## About this task
Your output should be the line with "Put a dot on the front tire, one" and all following lines of the data below, through the end, repeated exactly.

Start of Block

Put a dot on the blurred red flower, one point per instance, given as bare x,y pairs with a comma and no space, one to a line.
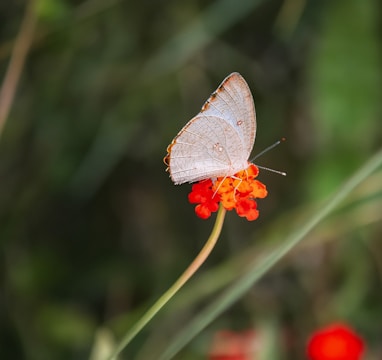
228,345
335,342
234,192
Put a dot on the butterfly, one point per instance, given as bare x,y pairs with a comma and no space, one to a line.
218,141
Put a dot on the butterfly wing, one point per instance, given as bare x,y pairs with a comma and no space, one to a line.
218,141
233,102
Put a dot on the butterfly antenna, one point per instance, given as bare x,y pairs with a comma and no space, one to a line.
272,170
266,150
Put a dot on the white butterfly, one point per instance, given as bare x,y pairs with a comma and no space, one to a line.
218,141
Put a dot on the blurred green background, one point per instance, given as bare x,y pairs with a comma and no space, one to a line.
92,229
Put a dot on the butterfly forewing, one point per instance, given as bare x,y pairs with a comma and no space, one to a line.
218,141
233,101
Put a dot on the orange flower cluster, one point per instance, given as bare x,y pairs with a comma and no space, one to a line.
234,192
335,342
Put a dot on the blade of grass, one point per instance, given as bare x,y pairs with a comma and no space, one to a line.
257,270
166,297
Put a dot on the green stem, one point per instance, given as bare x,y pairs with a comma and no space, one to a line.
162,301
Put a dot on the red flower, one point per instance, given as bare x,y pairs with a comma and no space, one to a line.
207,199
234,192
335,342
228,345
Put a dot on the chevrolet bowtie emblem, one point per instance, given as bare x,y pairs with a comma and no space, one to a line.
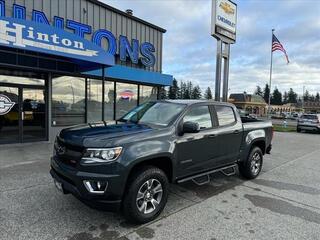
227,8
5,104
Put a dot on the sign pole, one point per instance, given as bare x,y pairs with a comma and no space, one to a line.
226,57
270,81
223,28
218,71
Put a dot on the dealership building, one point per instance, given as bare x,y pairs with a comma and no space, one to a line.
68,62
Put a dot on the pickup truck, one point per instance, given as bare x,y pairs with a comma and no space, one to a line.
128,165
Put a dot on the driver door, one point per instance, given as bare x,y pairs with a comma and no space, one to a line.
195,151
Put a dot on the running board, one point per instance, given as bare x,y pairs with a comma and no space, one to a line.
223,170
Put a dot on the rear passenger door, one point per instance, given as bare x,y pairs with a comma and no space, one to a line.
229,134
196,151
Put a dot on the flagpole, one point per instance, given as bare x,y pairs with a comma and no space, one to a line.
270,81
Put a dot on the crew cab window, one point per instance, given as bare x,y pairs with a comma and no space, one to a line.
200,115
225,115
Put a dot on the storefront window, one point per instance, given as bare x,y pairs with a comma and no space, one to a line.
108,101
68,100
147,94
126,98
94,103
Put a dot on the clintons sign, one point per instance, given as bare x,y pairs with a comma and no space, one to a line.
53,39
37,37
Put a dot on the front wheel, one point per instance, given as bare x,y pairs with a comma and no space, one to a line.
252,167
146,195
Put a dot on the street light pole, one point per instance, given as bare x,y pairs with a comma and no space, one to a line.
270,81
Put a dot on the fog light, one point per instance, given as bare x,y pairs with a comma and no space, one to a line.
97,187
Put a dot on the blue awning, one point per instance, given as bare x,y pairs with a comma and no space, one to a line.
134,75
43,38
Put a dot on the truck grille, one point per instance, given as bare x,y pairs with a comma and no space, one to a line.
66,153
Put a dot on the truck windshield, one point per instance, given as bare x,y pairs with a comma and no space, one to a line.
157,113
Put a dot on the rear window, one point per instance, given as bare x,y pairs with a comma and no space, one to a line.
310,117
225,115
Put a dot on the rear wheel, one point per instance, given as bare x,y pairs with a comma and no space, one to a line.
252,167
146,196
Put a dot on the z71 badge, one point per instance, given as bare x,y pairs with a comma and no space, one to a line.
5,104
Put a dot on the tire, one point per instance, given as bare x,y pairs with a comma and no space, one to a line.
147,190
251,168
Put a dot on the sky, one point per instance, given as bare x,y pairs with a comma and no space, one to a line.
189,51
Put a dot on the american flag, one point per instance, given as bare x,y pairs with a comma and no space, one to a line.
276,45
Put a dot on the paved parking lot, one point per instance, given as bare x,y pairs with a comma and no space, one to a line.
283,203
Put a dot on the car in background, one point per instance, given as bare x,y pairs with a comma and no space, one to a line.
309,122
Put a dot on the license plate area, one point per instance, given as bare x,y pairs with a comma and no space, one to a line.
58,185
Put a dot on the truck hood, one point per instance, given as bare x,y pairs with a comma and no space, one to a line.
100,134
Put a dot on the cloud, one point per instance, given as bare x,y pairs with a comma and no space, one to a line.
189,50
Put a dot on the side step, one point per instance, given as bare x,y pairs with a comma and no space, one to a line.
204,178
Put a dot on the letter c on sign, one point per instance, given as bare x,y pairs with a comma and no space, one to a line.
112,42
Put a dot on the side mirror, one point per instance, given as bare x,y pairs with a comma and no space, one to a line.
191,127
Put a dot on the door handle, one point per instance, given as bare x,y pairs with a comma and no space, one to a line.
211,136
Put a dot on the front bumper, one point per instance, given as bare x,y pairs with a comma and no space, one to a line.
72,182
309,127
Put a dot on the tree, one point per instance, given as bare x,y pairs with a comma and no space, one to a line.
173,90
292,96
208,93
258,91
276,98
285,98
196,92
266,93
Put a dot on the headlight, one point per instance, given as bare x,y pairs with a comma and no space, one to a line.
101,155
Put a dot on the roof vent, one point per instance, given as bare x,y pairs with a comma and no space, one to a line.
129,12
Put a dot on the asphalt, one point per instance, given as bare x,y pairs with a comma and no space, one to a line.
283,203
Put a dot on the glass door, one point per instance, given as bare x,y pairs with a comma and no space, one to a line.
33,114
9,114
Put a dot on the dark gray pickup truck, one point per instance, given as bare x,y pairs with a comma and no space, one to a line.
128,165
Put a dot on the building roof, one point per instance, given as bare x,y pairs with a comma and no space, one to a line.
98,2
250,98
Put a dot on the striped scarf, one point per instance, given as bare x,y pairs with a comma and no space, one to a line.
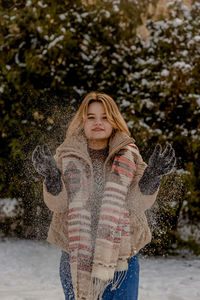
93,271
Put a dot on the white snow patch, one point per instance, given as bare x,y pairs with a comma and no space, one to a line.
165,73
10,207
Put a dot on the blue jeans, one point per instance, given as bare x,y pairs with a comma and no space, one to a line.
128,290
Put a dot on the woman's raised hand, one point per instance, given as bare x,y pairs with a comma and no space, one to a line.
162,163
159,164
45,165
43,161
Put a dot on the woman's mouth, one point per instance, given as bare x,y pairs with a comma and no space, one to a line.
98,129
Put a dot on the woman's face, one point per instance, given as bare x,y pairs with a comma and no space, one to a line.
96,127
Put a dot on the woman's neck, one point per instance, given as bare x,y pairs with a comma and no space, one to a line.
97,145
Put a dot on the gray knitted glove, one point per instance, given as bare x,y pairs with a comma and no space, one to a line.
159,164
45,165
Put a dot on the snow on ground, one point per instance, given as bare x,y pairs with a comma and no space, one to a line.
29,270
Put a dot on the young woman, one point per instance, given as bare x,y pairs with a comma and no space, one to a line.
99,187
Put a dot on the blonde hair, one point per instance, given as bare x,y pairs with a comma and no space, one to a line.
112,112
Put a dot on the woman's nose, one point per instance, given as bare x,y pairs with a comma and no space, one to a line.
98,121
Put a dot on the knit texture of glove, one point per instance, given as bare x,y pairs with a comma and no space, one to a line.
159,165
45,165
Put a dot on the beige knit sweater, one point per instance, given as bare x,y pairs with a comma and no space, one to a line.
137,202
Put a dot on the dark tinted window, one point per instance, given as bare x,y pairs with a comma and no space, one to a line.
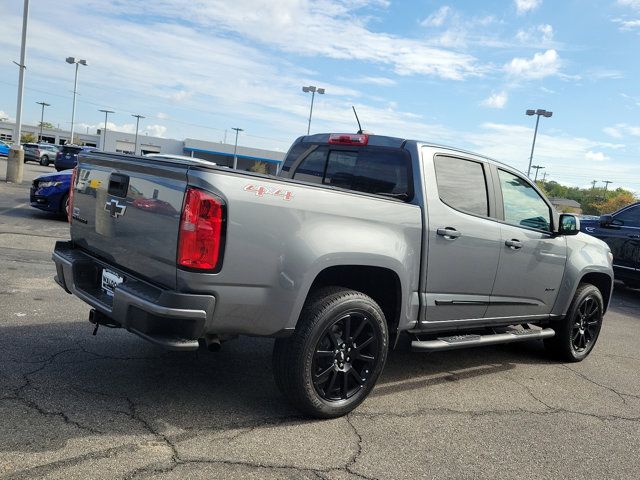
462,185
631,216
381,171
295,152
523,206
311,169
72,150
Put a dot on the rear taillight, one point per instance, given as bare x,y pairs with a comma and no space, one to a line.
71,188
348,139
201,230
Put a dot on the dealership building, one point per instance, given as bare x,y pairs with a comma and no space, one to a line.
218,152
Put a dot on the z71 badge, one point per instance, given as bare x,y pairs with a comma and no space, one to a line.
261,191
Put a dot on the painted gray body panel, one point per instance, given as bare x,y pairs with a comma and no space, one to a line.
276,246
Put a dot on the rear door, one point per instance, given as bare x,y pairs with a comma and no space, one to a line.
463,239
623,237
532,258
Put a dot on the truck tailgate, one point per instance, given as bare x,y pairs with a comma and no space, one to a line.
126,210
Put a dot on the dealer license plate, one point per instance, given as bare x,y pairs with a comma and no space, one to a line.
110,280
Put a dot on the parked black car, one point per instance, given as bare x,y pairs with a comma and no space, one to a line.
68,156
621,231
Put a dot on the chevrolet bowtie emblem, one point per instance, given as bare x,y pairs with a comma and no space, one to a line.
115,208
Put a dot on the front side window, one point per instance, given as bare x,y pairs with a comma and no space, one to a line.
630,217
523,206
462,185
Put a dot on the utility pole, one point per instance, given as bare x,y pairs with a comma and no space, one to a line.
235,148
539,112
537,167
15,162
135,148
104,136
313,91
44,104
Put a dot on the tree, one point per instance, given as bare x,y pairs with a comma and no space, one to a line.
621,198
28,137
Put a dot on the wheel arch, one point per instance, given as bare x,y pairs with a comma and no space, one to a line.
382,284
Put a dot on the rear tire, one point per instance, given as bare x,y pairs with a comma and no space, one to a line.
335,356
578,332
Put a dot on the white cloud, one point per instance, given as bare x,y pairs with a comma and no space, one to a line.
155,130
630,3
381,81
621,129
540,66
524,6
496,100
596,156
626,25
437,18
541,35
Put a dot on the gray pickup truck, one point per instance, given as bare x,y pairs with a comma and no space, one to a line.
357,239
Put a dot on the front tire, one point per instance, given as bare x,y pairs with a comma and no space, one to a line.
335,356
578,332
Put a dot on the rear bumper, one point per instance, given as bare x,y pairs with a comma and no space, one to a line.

End of Block

## Result of the exercise
Put a dot on the front tire, one point per instance, given as bare x,y pairs with a comma and no space, one to a line.
335,356
578,332
Put a dot on the rear bumper, one point per instance, given as bare x,y pairs with a comma and no space, one to a line.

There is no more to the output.